### [Written request]
Send back the records in full, character for character.

Point placement records:
|---|

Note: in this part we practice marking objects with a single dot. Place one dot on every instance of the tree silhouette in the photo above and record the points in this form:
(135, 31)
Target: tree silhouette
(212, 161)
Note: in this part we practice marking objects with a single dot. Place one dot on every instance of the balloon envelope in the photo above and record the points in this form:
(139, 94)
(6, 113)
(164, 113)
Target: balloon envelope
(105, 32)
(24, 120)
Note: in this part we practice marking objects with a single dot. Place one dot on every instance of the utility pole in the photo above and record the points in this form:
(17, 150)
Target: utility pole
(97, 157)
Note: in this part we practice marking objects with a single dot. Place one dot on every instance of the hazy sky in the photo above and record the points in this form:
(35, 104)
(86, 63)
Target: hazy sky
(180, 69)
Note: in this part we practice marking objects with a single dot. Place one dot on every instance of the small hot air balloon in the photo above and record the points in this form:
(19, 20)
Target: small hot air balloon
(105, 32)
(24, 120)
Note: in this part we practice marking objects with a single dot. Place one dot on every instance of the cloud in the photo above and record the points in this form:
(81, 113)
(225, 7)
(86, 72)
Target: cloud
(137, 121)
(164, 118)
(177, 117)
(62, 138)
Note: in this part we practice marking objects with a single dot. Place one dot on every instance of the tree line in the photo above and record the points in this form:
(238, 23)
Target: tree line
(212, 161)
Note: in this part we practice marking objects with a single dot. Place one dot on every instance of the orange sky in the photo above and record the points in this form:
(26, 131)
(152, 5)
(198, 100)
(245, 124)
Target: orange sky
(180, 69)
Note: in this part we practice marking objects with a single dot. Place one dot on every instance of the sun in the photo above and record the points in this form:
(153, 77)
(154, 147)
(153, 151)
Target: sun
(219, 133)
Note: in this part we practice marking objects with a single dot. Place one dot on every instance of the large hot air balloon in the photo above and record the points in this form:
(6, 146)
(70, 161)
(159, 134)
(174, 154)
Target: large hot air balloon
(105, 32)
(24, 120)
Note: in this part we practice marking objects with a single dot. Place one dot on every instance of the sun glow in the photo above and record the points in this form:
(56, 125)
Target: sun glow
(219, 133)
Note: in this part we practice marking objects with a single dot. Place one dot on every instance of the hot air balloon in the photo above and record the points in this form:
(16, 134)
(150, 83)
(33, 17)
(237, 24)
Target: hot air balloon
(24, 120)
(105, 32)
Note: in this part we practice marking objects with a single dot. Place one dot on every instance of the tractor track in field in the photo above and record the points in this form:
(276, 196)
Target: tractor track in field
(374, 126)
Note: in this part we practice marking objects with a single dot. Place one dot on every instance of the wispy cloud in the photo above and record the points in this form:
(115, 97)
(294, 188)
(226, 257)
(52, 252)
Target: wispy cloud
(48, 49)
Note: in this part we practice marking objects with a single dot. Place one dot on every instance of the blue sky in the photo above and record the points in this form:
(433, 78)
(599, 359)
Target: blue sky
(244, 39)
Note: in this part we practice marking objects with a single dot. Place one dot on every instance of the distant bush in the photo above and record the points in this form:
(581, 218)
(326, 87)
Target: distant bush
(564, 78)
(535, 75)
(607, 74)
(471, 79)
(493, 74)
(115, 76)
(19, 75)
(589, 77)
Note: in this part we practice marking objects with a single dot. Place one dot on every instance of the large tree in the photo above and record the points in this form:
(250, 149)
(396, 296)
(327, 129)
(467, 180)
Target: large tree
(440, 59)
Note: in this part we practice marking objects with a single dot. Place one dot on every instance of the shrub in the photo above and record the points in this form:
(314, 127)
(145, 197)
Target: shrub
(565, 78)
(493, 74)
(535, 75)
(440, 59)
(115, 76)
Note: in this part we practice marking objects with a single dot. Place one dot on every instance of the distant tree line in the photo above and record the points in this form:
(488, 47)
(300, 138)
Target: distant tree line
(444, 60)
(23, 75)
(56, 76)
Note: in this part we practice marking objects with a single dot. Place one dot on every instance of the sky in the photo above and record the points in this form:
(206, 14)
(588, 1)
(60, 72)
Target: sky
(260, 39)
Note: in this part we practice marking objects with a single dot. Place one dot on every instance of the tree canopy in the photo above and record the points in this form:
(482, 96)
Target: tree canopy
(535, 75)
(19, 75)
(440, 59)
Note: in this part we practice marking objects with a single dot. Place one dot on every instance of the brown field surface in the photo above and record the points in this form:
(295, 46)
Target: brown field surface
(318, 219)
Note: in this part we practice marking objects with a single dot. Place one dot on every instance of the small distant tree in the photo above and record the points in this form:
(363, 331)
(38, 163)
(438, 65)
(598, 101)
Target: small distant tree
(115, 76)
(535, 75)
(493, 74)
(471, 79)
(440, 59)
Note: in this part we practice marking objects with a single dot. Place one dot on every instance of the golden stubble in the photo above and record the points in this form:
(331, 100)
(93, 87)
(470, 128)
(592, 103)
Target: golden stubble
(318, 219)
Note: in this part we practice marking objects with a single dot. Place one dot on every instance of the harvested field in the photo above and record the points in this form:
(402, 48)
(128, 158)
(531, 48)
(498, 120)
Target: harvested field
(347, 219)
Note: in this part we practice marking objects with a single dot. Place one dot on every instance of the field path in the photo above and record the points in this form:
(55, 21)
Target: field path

|---|

### [Task solution]
Note: in this part we practice marking objects with a single dot. Place one dot on every instance of the tree silhouette in the photo above and record the points in this form:
(135, 31)
Target: tree silhouette
(212, 161)
Note: in this part we practice marking objects with a single dot. Place one dot on every instance of the balloon envelope in the photo above and record the points in this form:
(139, 94)
(6, 113)
(164, 113)
Target: balloon envelope
(105, 32)
(24, 120)
Note: in this part we practice marking objects with a single dot. Place one dot on every instance of the utility pole in the photo above and record the points in this form:
(17, 150)
Target: utility pole
(97, 157)
Note: in this part we practice marking objects with a single dot. Place one dot on every instance of the hazy sky in the photo above and record the points in this form:
(35, 104)
(86, 63)
Target: hazy sky
(180, 69)
Note: in this part we practice marking objects with a single dot. Place one dot on every instance of the small hot air balloon in the photo above and record the points in this form:
(19, 20)
Target: small hot air balloon
(105, 32)
(24, 120)
Note: in this part we practice marking objects with a single dot. Place one dot on every instance of the cloud in the photo above and record the points in this form:
(81, 113)
(225, 7)
(86, 72)
Target: cloud
(137, 121)
(164, 118)
(177, 117)
(62, 138)
Note: in this part we practice marking objects with a single dot. Place one dot on every instance of the tree line in the photo above and record the points in this form:
(238, 23)
Target: tree line
(212, 161)
Note: in this part we practice marking objects with a single dot. Place one dot on every instance of the orange sky in the photo above and record the points in this form:
(26, 131)
(152, 5)
(198, 100)
(245, 124)
Target: orange sky
(180, 69)
Note: in this part we practice marking objects with a single dot. Place one dot on every instance of the sun in the photo above and record the points in this form:
(153, 77)
(154, 147)
(153, 151)
Target: sun
(219, 133)
Note: in this part we practice marking objects with a single dot. Place one dot on every instance of the large hot air balloon in the photo above and record the points in this form:
(6, 146)
(70, 161)
(159, 134)
(174, 154)
Target: large hot air balloon
(105, 32)
(24, 120)
Note: in this part we practice marking objects with a single dot. Place one dot on every instance of the sun glow in the photo above and record the points in this form:
(56, 125)
Target: sun glow
(219, 133)
Note: in this part we practice marking objects with a single dot. Place one dot on every instance of the hot air balloon in the photo above and record the points in this form:
(16, 134)
(150, 83)
(33, 17)
(237, 24)
Target: hot air balloon
(24, 120)
(105, 32)
Note: in this part we practice marking objects with a single dot. Place one dot on every instance of the tractor track in field in the photo above and record the points in this form:
(276, 196)
Target: tractor track in field
(374, 126)
Note: in this part we practice marking objects with a single dot. Place one dot on every instance of the wispy cloud in the photo above and record the points in this form:
(115, 97)
(294, 188)
(226, 257)
(52, 252)
Target: wispy cloud
(48, 49)
Note: in this part we practice marking objects with a single dot. Place one dot on every instance of the blue sky in the photo above and record the points in this form:
(433, 78)
(599, 359)
Target: blue sky
(244, 39)
Note: in this part we practice marking objects with a single dot. Place one dot on every instance of the distant bush in the photo above and record the points in this form:
(581, 218)
(326, 87)
Target: distant bush
(564, 78)
(535, 75)
(607, 74)
(471, 79)
(493, 74)
(115, 76)
(19, 75)
(589, 77)
Note: in this part we practice marking objects with a single dot. Place one dot on every instance of the large tree in the photo above and record the points in this form:
(250, 149)
(396, 296)
(327, 129)
(467, 180)
Target: large tree
(440, 59)
Note: in this part we practice marking objects with a single dot. Place one dot on every instance of the shrub in the photo above and record the points in this form:
(314, 127)
(145, 197)
Target: shrub
(565, 78)
(493, 74)
(535, 75)
(440, 59)
(115, 76)
Note: in this part we practice marking objects with a single dot. Place one dot on every instance of the distant tree line in the photo above and record the points in this form:
(488, 47)
(300, 138)
Target: distant tree line
(444, 60)
(23, 75)
(56, 76)
Note: in this part we practice marking objects with a single dot. Place one dot on every instance of the sky in the photo above and record the points in this form:
(206, 14)
(588, 1)
(60, 72)
Target: sky
(260, 39)
Note: in this part we practice marking objects with a single dot. Place one dot on every instance of the tree canopy in the photo above and record the points in this form:
(482, 96)
Target: tree canopy
(535, 75)
(19, 75)
(440, 59)
Note: in this part we practice marking objects with a single dot. Place one dot on every instance of the brown field surface in the photo above and record the points in this form:
(295, 46)
Target: brown field surface
(318, 219)
Note: in this part we practice marking objects with a single dot. Place one dot on every instance of the small distant tree in the photo above and record the points in this form:
(363, 331)
(38, 163)
(438, 65)
(598, 101)
Target: small distant tree
(115, 76)
(535, 75)
(493, 74)
(471, 79)
(440, 59)
Note: in this part we practice marking objects with a single dot. Place one dot on every instance of the golden stubble in the photo above and record the points in this form:
(331, 100)
(93, 87)
(470, 128)
(592, 103)
Target: golden stubble
(318, 219)
Note: in this part we practice marking objects with a single dot. Place one dot on every instance of the harvested field in the photo above and record the points in this form:
(402, 48)
(128, 158)
(531, 48)
(498, 120)
Target: harvested field
(347, 219)
Note: in this part we practice marking objects with a single dot. Place one dot on every instance of the field path in the photo above and record the points in this form:
(55, 21)
Target: field path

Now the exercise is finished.